= Instructions for the task =
Find each line in the rows below that contains the word "dark", and copy those lines out. Case counts.

⁂

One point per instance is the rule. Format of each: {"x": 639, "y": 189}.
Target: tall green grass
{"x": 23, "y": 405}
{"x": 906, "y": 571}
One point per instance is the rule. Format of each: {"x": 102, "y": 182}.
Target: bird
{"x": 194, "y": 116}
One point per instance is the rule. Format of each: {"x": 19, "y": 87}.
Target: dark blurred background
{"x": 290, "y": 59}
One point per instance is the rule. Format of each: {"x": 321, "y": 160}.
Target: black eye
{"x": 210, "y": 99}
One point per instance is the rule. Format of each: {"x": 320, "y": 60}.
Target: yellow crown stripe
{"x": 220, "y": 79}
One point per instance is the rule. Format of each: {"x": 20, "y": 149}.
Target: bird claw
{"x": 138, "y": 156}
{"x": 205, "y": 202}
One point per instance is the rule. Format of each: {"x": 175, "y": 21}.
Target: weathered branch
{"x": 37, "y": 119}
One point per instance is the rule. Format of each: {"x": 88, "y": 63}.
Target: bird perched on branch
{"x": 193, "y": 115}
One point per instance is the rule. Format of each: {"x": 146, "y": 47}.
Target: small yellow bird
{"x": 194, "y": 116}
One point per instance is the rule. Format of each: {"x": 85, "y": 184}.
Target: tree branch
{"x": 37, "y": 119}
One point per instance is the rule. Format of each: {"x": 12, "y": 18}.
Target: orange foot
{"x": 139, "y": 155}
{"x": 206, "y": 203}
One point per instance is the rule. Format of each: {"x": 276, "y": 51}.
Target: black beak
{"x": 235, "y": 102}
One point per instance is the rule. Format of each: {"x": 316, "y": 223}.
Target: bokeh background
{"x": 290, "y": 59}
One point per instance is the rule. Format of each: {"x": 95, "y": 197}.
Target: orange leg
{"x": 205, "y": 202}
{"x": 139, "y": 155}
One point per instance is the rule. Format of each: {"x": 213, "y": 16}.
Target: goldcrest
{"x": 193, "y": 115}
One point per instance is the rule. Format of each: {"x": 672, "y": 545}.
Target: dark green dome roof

⁂

= Solution to this problem =
Target: dark blurred background
Target: dark green dome roof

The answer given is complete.